- What to work on
Copy out exactly the lines from the line containing "Target: weathered stone surface" to the end of the listing.

(Pointing and labeling entries)
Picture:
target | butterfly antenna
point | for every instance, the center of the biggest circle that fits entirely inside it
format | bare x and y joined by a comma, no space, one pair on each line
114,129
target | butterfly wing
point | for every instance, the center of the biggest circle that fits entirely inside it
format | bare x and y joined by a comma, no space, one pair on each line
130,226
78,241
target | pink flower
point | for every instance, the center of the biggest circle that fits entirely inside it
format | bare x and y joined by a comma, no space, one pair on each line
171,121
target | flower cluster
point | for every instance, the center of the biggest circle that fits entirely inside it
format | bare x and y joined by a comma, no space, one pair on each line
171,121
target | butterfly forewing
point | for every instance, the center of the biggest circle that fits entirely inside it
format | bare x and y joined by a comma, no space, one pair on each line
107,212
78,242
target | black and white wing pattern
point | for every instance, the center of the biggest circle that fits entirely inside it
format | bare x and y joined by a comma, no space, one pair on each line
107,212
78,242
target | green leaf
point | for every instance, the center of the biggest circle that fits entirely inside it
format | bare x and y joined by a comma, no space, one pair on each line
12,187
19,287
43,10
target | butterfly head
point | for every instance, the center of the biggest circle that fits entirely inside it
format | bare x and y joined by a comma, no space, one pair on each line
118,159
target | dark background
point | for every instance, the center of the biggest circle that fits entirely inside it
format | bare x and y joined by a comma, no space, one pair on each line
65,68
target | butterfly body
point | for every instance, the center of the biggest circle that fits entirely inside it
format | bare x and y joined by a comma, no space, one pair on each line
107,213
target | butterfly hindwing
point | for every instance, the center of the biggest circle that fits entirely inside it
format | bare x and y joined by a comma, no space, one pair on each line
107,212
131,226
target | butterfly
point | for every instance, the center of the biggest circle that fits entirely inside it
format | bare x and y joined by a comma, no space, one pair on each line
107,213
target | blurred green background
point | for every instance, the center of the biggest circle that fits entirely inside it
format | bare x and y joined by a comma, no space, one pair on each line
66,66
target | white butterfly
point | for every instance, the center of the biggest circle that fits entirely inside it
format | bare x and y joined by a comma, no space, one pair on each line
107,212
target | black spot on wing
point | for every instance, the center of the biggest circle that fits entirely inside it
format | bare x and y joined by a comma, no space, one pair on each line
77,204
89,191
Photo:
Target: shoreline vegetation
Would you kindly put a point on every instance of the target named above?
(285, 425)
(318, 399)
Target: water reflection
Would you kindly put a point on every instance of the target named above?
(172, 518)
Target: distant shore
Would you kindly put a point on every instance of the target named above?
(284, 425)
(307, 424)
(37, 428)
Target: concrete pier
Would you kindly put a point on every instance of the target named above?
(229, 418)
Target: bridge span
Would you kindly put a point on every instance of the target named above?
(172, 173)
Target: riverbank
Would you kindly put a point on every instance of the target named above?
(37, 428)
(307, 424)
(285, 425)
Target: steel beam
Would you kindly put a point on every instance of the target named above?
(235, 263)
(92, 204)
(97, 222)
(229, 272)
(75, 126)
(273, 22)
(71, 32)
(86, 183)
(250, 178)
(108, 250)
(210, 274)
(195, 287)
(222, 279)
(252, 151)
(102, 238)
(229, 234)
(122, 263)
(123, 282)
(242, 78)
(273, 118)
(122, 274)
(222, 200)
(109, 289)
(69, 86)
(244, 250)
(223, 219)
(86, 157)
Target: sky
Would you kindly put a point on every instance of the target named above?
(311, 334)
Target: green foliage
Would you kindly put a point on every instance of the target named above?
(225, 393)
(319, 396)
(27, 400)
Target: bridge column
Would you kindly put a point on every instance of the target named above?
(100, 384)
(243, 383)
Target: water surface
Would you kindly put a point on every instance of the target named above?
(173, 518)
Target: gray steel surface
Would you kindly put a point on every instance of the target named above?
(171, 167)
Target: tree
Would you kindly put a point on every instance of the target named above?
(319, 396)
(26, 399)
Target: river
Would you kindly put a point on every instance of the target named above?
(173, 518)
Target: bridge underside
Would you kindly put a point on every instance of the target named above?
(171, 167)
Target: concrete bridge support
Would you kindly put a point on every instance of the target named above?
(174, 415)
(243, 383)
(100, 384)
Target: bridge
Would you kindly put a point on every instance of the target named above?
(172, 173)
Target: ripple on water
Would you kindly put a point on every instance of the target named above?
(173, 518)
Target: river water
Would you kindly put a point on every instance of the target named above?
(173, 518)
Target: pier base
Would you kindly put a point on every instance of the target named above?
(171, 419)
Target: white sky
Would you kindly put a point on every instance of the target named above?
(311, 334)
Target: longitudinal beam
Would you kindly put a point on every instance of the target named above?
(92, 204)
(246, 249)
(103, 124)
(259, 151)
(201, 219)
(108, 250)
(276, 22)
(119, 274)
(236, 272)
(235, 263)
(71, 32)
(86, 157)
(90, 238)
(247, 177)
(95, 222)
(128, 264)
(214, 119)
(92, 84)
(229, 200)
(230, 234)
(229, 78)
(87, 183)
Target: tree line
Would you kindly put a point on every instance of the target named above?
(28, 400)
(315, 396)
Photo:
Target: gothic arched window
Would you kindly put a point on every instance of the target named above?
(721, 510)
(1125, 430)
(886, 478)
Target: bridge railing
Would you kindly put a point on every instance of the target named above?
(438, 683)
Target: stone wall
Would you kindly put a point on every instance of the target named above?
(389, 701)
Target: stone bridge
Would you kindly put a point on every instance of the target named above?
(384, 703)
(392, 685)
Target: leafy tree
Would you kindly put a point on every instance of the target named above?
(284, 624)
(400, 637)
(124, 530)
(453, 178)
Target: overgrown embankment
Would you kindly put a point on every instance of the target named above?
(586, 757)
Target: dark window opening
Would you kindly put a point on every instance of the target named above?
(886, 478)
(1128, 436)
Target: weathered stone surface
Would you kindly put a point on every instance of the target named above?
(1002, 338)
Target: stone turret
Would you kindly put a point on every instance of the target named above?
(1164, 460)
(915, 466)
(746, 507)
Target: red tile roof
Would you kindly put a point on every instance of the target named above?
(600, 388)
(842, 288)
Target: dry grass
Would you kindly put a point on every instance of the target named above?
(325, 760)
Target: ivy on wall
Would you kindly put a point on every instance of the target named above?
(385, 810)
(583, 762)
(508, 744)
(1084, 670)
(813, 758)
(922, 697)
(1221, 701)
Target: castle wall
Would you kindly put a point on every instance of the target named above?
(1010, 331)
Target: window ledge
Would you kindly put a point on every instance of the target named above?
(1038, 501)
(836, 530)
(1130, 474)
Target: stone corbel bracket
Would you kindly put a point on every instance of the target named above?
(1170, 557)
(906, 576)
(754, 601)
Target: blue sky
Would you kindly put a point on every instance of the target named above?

- Answer to this task
Target: weathered stone surface
Would you kindly put a point on every instance of the target named above?
(1002, 338)
Target: stone turret
Would you kindly put a point on every instance of the target named above?
(1164, 460)
(915, 466)
(746, 507)
Target: red tile roof
Would you kindly put a point on every instance of the target named above?
(600, 388)
(842, 288)
Target: dry grass
Would you kindly put a point on every instance of the target named above?
(325, 760)
Target: ivy on wall
Would you kindly put a point on every instance of the target named above?
(385, 810)
(583, 762)
(508, 744)
(1084, 670)
(813, 758)
(922, 697)
(1221, 701)
Target: castle wall
Would you kindly put a point on every instance of the target named above?
(1010, 331)
Target: window ledge
Would you kindly put a point on every instance of the target named above?
(1038, 501)
(836, 530)
(1130, 474)
Target: stone corbel bracket
Would you kindly put a point on every instance of the target named above?
(1170, 557)
(906, 576)
(754, 601)
Target: blue sky
Would you kindly put a point on every instance of the target named above?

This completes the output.